● **READING PASSAGE**:
==========

There is a common alert rule for OOM containers li...
# support
d
There is a common alert rule for OOM containers like this
Copy code
(kube_pod_container_status_restarts_total - kube_pod_container_status_restarts_total offset 1m >= 1) and ignoring (reason) min_over_time(kube_pod_container_status_last_terminated_reason{reason="OOMKilled"}[1m]) == 1
this rule does not work on SigNoz promQL and I am not sure if it is even possible to create it with the query builder. any ideas?
n
Hey @Dimitris Mavrommatis Otel does provides metrics such as :
k8s.container.status.last_terminated_reason
,
k8s.container.restart_count
Ref: https://opentelemetry.io/docs/specs/semconv/resource/k8s/#container
Did you try with these metrics?
d
I find it very difficult to translate these queries from label-based
{reason="OOMKilled"}
to value-based
== "OOMKilled"
etc.
I was able to use the promQL query on SigNoz with
on(...)
instead of
ignoring(...)

==========

● **DATA LISTING**:
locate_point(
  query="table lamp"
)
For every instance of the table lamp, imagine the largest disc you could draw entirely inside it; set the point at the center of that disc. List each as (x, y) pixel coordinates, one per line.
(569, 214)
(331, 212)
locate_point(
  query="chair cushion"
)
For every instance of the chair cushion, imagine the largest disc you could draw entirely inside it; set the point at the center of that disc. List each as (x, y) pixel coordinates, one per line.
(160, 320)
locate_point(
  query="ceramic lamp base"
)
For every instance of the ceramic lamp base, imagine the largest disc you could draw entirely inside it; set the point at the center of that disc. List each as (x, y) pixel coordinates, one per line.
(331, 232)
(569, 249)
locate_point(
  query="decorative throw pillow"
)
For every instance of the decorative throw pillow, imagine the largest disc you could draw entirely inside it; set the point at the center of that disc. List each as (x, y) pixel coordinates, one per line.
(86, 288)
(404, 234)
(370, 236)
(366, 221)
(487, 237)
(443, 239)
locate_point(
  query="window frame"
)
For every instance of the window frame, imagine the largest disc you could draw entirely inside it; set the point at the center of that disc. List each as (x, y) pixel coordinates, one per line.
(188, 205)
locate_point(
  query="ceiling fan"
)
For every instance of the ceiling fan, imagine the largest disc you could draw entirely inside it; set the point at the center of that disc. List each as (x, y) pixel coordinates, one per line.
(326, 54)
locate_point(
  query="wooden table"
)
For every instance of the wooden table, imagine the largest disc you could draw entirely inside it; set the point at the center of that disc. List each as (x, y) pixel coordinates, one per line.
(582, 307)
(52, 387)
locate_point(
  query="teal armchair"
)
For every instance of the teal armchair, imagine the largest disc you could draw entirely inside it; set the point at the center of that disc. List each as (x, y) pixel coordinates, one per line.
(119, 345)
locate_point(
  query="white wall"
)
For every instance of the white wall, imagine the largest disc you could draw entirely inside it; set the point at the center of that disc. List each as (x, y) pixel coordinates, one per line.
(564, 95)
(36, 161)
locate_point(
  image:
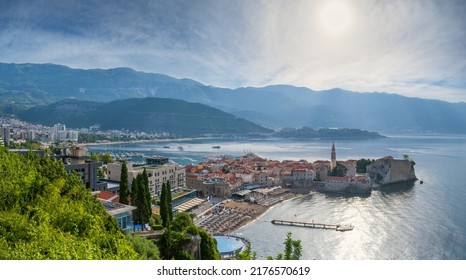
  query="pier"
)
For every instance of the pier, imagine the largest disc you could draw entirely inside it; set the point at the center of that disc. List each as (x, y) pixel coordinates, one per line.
(336, 227)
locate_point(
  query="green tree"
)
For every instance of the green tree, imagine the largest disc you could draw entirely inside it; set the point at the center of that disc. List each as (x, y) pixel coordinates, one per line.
(134, 199)
(142, 214)
(94, 156)
(105, 158)
(124, 184)
(169, 201)
(246, 254)
(183, 240)
(293, 249)
(146, 248)
(147, 196)
(164, 205)
(46, 213)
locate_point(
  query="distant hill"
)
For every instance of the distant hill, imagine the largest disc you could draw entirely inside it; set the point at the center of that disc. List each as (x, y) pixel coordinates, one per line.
(327, 133)
(23, 85)
(148, 114)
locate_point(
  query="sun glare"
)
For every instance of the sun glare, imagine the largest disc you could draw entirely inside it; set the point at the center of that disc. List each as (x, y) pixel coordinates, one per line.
(335, 17)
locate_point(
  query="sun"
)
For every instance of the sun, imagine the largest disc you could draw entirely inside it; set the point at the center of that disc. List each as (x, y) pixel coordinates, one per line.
(335, 17)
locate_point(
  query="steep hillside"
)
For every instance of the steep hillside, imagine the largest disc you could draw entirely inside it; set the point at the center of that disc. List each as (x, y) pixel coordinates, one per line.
(272, 106)
(143, 114)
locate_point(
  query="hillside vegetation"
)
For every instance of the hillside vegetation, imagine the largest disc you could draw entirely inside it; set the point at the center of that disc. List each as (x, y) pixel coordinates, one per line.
(46, 213)
(143, 114)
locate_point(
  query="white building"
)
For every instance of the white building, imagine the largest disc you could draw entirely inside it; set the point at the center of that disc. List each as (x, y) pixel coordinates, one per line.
(157, 174)
(58, 132)
(73, 135)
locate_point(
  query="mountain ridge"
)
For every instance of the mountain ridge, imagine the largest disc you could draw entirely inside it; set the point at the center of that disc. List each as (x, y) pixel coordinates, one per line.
(274, 106)
(149, 114)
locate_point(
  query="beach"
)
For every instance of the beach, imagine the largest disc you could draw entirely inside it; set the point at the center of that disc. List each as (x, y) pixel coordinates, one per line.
(231, 215)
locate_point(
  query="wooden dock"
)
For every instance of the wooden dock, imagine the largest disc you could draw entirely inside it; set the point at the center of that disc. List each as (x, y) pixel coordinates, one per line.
(336, 227)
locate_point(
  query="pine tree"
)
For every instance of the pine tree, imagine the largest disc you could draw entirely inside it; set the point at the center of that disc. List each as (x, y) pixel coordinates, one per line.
(124, 184)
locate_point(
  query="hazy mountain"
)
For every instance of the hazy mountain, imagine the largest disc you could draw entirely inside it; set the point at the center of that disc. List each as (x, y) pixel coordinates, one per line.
(148, 114)
(272, 106)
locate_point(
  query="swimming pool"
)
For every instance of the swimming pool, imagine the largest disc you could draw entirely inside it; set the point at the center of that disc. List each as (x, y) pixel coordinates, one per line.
(227, 245)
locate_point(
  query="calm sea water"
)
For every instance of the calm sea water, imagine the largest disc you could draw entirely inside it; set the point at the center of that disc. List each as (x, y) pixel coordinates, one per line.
(421, 221)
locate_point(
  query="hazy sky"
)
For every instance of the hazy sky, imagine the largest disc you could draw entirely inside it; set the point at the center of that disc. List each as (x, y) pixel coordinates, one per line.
(414, 48)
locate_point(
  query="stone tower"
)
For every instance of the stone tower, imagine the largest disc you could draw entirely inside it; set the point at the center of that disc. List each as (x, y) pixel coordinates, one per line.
(333, 157)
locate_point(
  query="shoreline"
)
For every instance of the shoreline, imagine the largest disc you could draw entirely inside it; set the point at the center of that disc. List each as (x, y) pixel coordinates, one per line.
(267, 210)
(138, 141)
(235, 215)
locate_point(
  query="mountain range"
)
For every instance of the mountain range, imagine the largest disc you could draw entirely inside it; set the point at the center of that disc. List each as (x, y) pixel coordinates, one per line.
(277, 106)
(149, 114)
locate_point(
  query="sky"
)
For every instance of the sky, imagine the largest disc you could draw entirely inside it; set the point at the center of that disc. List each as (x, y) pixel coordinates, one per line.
(415, 48)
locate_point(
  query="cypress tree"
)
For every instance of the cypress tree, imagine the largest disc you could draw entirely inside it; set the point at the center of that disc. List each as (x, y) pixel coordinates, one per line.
(163, 205)
(169, 201)
(147, 197)
(141, 204)
(124, 184)
(134, 199)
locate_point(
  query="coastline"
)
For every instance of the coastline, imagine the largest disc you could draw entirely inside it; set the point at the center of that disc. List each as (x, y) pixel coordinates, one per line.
(138, 141)
(234, 215)
(267, 210)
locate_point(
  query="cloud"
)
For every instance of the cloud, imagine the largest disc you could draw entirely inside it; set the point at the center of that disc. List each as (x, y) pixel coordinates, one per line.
(415, 48)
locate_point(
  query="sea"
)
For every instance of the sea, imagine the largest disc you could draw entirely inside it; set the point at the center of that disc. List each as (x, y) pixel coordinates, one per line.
(401, 222)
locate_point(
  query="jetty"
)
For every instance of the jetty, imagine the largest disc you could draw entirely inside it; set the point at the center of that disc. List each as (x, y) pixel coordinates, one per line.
(337, 227)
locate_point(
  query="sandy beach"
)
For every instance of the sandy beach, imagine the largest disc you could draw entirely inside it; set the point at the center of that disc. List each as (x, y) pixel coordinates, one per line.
(231, 215)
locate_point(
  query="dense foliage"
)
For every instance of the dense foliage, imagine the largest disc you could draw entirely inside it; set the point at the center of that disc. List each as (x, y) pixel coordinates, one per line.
(46, 213)
(140, 198)
(182, 240)
(293, 251)
(146, 248)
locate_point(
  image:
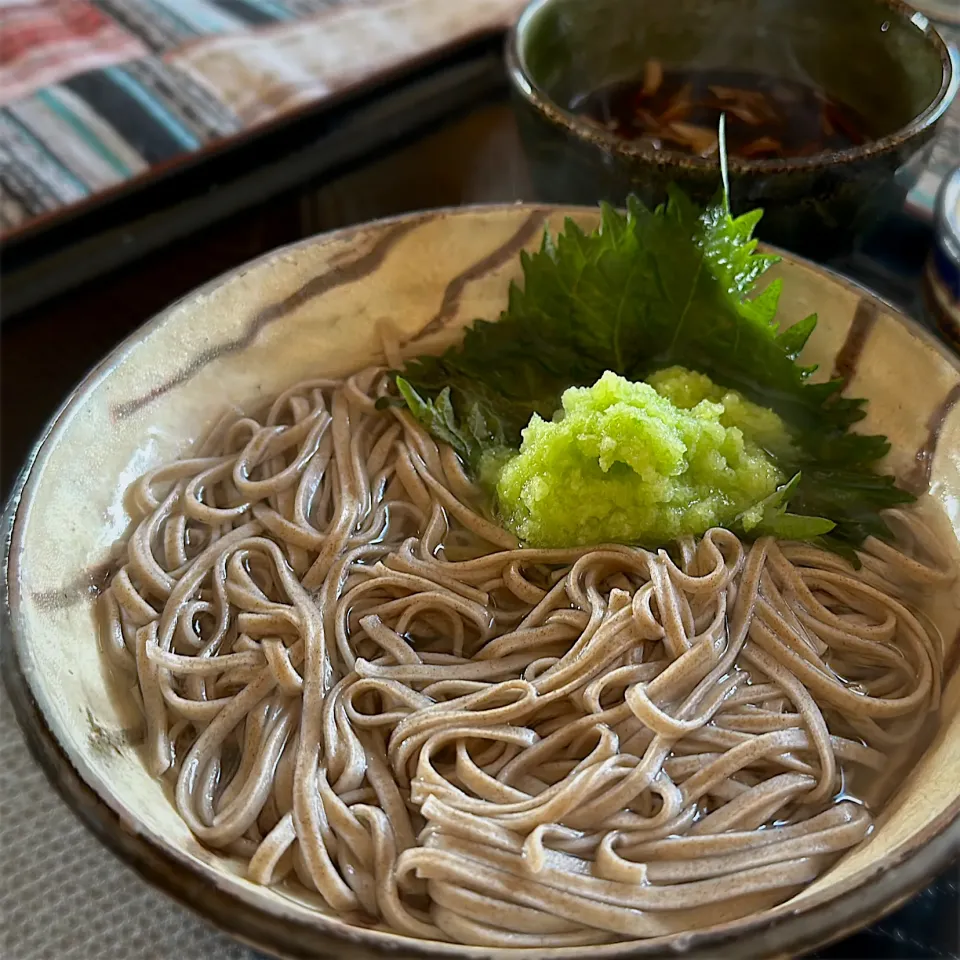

==========

● **GIVEN INSTRUCTION A**: Using the support thread, explain what the original poster said made these queries hard to work with, and how they got the promQL query to run on SigNoz.
● **GIVEN INSTRUCTION B**: Reproduce word for word the part of the support thread that opens with the words containing "There is a common alert rule for OOM containers li..." and closes with "with these metrics?".

● **EXERCISE ANSWER A**: The poster found it very difficult to translate the queries from the label-based form, {reason="OOMKilled"}, to the value-based form, == "OOMKilled". They got the promQL query to work on SigNoz by using on(...) instead of ignoring(...).

● **EXERCISE ANSWER B**:
There is a common alert rule for OOM containers li...
# support
d
There is a common alert rule for OOM containers like this
Copy code
(kube_pod_container_status_restarts_total - kube_pod_container_status_restarts_total offset 1m >= 1) and ignoring (reason) min_over_time(kube_pod_container_status_last_terminated_reason{reason="OOMKilled"}[1m]) == 1
this rule does not work on SigNoz promQL and I am not sure if it is even possible to create it with the query builder. any ideas?
n
Hey @Dimitris Mavrommatis Otel does provides metrics such as :
k8s.container.status.last_terminated_reason
,
k8s.container.restart_count
Ref: https://opentelemetry.io/docs/specs/semconv/resource/k8s/#container
Did you try with these metrics?